Record extracts »

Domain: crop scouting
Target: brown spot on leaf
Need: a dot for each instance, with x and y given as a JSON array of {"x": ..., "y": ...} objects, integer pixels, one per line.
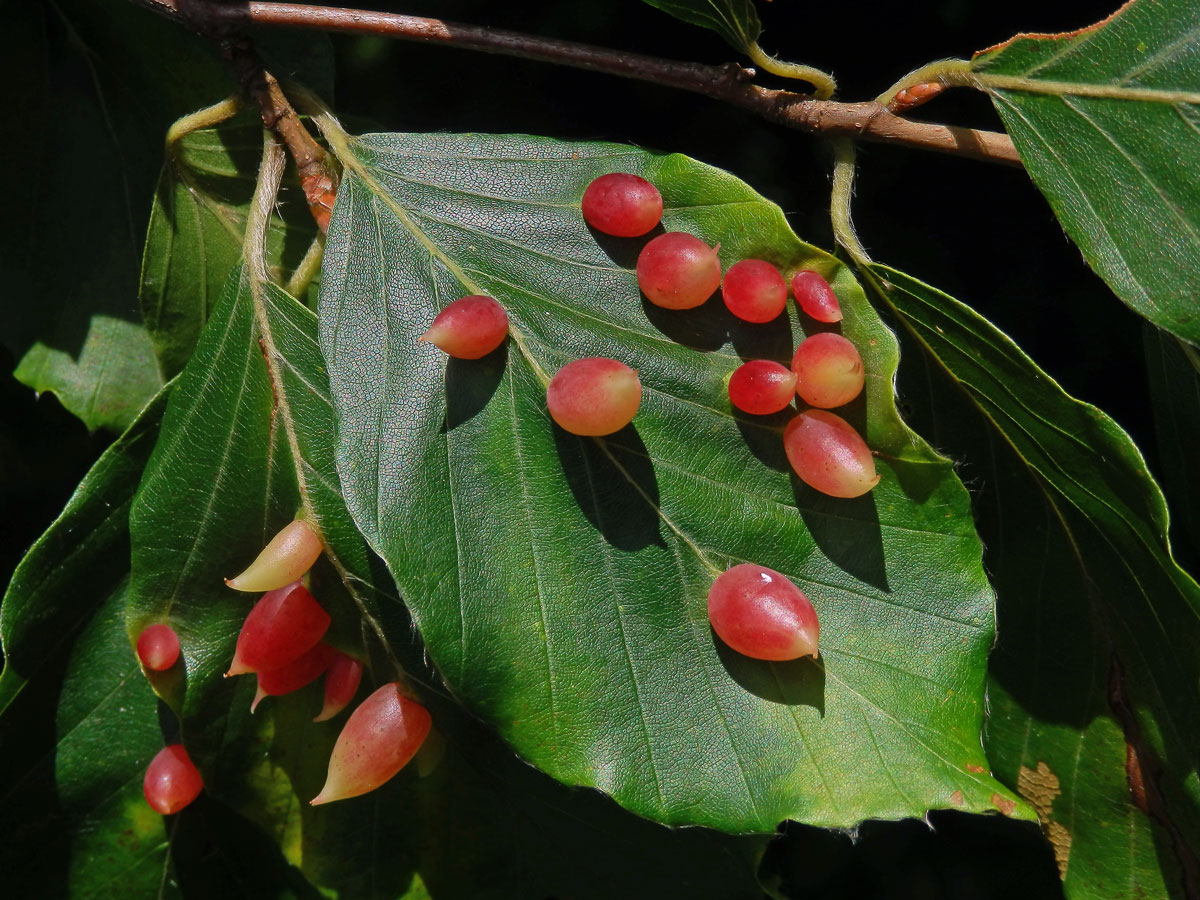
[
  {"x": 1003, "y": 804},
  {"x": 1055, "y": 36},
  {"x": 1135, "y": 779},
  {"x": 1041, "y": 786}
]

Activity »
Print the material above once more, exactly. No pictures belong in it.

Problem solution »
Domain: crop scouting
Target: brown spot on leaf
Need: a dot for each instance, with x and y given as a JSON array of {"x": ..., "y": ...} objects, integer pixels, one per line.
[
  {"x": 1003, "y": 804},
  {"x": 1055, "y": 36},
  {"x": 1135, "y": 779},
  {"x": 1041, "y": 786}
]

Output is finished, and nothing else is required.